**TEXT SHOWN:**
--

Submitted by APchem on Mon, 11/17/2008 - 23:46

What volume of ethylene glycol (C2H6O2), a nonelectrolyte, must be added to 10.9 L of water to produce an antifreeze solution with a freezing point of -38.5°C? (The density of ethylene glycol is 1.11 g/cm3, and the density of water is 1.00 g/cm3.)

Does anyone know how to solve this problem?

the freezing point depression is given by the equation:
?T=m X Kf

where m is the molality of the solution
and Kf is the freezing point depression constant (for water, this constant is 1.86*C/m)

Figure out what you know:

-water freezes at 0C and you need the solution to freeze at -38.5C
-10.9L of water ~ 10.9kg of water
-molality is defined as (moles of solute/ kg of solvent)= (moles of solute/10.9kg H2O)

-plug all your known values into the above equation to figure out your unknown

0C-38.5C=(mole of solute/10.9 kg H2O) X 1.86*C/m

It thus appears that your unknown here is the moles of solute. Solve the equation for your moles of solute:

it should come out to be ~ 1.90 moles of ethylene glycol

now calculate the mass of ethylene glycol: molar mass of ethylene glycol is ~62.0g/mol

(62.0g/mol) X (1.90 moles) =117.8g of ethylene glycol

Now find the volume by relating the mass you just found to the density:

density = mass/volume

1.11g/cm^3=117.8g/V

V=106 mL

--

**DATA PROVIDED:**
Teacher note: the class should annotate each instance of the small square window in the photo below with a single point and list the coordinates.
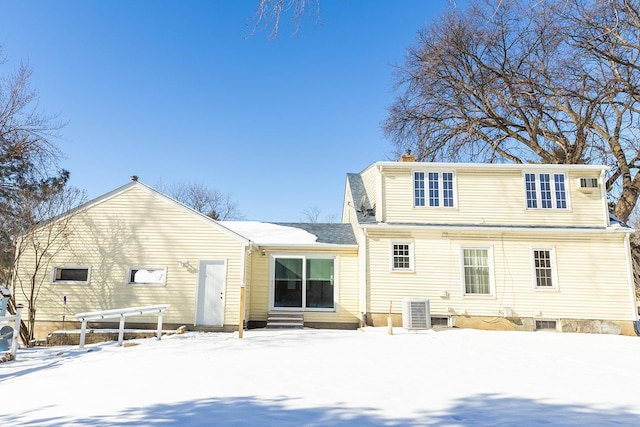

--

**WHAT IS BEING ASKED:** Retype the passage of the antifreeze thread that begins with the words containing "Figure out what" and ends with "of solute/10.9kg H2O)".

**RESPONSE FOR THIS EXERCISE:**
Figure out what you know:

-water freezes at 0C and you need the solution to freeze at -38.5C
-10.9L of water ~ 10.9kg of water
-molality is defined as (moles of solute/ kg of solvent)= (moles of solute/10.9kg H2O)